The whole listing is to be restated, character for character.
====== Exercise material ======
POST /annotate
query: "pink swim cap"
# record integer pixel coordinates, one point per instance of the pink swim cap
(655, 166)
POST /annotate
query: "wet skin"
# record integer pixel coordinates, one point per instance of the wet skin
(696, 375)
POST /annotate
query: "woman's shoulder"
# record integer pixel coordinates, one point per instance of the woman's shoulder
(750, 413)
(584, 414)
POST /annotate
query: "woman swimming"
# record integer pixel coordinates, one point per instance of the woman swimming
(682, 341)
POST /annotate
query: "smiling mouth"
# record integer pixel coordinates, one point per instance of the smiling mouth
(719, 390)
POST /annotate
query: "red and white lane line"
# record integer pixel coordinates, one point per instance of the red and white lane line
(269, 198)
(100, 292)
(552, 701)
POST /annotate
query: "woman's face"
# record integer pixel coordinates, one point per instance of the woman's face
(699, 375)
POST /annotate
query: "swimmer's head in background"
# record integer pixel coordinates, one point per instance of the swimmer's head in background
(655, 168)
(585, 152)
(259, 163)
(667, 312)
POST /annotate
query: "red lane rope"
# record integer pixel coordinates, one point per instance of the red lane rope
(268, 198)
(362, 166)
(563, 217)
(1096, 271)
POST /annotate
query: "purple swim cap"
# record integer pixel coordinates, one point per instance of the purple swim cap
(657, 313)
======
Written answer
POST /annotate
query: "pink swim cap"
# record integer pixel coordinates, one point per instance of the pink swim cap
(655, 166)
POST /annotate
query: "wet skin"
# record integer pixel coordinates, one point per instance of the wet skin
(696, 375)
POST /annotate
query: "woman's shoulder"
# record integer pixel coordinates, one point per instance of the woman's shoulder
(750, 413)
(584, 414)
POST /annotate
query: "woman swimming"
# record integer pixel coordinates, one point per instance of the woman swimming
(682, 341)
POST /annotate
query: "smiling mouth"
# record integer pixel coordinates, one point per instance of the smiling mouth
(719, 390)
POST /annotate
query: "red and white lane line"
# record integer pixel coordinates, one point per instance of the red and white lane line
(269, 198)
(100, 292)
(552, 701)
POST /annotate
query: "woman's face"
# record integer pixel coordinates, one point per instance of the woman's face
(699, 375)
POST /annotate
query: "swimmer's head in background"
# record integer pixel coordinates, one point per instance of the swimmer's head in background
(655, 168)
(585, 152)
(259, 163)
(667, 312)
POST /annotate
query: "red lane rope"
# record integer pixel coordinates, one point per instance of the red lane rope
(268, 198)
(362, 166)
(563, 217)
(1096, 271)
POST /annotate
query: "purple swim cap"
# record integer pixel coordinates, one point per instance of the purple swim cap
(657, 313)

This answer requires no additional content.